Required action » All entries shown below must be given again word for word.

Data records
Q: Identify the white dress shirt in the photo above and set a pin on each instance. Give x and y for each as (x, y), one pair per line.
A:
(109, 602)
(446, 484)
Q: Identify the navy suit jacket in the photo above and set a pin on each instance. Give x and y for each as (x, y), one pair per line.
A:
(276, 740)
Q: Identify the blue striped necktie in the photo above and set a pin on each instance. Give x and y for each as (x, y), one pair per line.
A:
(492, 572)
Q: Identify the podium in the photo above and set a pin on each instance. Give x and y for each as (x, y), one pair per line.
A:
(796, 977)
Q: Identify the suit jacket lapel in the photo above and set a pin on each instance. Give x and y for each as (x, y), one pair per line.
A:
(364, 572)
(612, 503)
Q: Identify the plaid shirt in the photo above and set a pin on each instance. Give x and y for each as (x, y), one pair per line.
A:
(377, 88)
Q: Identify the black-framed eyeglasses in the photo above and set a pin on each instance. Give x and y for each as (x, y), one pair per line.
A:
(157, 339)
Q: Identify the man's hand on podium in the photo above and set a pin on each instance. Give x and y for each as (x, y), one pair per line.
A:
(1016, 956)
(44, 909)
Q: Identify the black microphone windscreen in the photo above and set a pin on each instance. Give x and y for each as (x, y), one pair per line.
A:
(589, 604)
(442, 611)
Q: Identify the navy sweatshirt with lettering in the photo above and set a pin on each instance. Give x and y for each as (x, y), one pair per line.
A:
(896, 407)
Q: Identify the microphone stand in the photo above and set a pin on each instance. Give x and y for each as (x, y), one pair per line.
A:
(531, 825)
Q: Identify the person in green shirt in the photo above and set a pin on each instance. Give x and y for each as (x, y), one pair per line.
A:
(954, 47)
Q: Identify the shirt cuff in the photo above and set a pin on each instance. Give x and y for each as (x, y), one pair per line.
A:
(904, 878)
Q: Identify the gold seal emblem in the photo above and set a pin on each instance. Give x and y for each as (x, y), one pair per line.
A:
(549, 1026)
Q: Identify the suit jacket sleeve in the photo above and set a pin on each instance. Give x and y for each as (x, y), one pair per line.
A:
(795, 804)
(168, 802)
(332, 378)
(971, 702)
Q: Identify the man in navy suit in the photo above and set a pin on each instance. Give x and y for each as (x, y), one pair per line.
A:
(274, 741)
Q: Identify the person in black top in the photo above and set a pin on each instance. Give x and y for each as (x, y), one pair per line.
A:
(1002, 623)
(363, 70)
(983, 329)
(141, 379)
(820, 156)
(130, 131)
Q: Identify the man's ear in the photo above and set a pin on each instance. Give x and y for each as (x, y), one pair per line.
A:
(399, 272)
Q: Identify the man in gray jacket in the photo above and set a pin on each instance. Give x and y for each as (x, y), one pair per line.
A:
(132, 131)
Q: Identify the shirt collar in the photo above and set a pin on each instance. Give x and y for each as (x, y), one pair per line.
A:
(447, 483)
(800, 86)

Solution to this problem »
Q: Identify the white dress shirt in the photo above and set a pin on each instance. Give x and y for each as (x, y), one pair per line.
A:
(109, 602)
(446, 484)
Q: Identify the navy suit jacket in the photo above and set a pin on each instance. Give x and y for each as (x, y), one pair per line.
A:
(276, 740)
Q: Identify the blue striped necktie in the photo above and set a pin on each instance. Give x and y for each as (x, y), one pair per line.
A:
(492, 572)
Q: Identify the podium in the photo above and set a pin on each instance. Give x and y for each as (x, y), one pair per line.
A:
(796, 977)
Q: Identify the suit jacket lapel in the photo above and set a pin on each instance. Give x and y for each as (x, y), one pair per line.
A:
(364, 572)
(612, 503)
Q: Identify the plaid shirt in the photo above and set a pin on each instance. Give x and y for each as (x, y), one pair per line.
A:
(377, 88)
Q: Identify the black-framed eyeglasses in the photo above and set a pin on each instance. Give x and y for each as (x, y), one pair per line.
A:
(157, 339)
Q: Identify the man's hand on podium in the photo above and set a pin on each instance. Give x and y for each as (x, y), one pair per line.
A:
(1016, 956)
(44, 909)
Q: Identify the black microphone windscreen in the photo above and set a pin on each instance. Give x and y for each as (x, y), one pair per line.
A:
(589, 604)
(442, 611)
Q: Identify the navy sweatshirt with lettering in the photo above and set a pin on each instance. Give x and y for each as (x, y), one pair per line.
A:
(896, 407)
Q: Identify the microphone stand in the photo above and set a pin on each instance. Give x and y for each as (x, y), one pair per line.
A:
(531, 825)
Q: Identify the person in green shirt in the photo above and set a pin on each instance. Give x and y for each as (x, y), one pair per line.
A:
(954, 47)
Q: Identify the shirt cuff in the photo above and set a pin on each instance. Give x and y for each as (x, y), one pair per line.
A:
(904, 878)
Q: Identify the gold seal emblem in the photo above and set a pin on each instance. Give x and y for each as (x, y), one pair per line.
A:
(549, 1026)
Q: Identify the suit jacket sleeve in the photo above and set a pin on each instance. Give x and y for each as (x, y), one pair per line.
A:
(795, 804)
(168, 802)
(332, 378)
(971, 702)
Q: Identify the man in navy suit in the photo above and set a pin on each instance. Give x and y for each as (x, y), one pair per line.
A:
(274, 741)
Q: Identify the person in black top in the photo above and set a pin on each instance. Give x and y for each as (x, y), one pair per line.
A:
(1002, 623)
(363, 70)
(983, 329)
(141, 379)
(820, 156)
(130, 131)
Q: Identify the man's ear in the photo above and set a pin on each instance. Give x and y for each as (x, y), one pair per line.
A:
(399, 272)
Q: Identify the man in gray jacket in the photo above and set a pin on each instance. Give x and y for each as (x, y), one pair per line.
A:
(132, 131)
Q: Identify the shirt collar in the photo above and set a pin on each instance. Give x and y for each as (x, y), one pair per line.
A:
(447, 483)
(800, 86)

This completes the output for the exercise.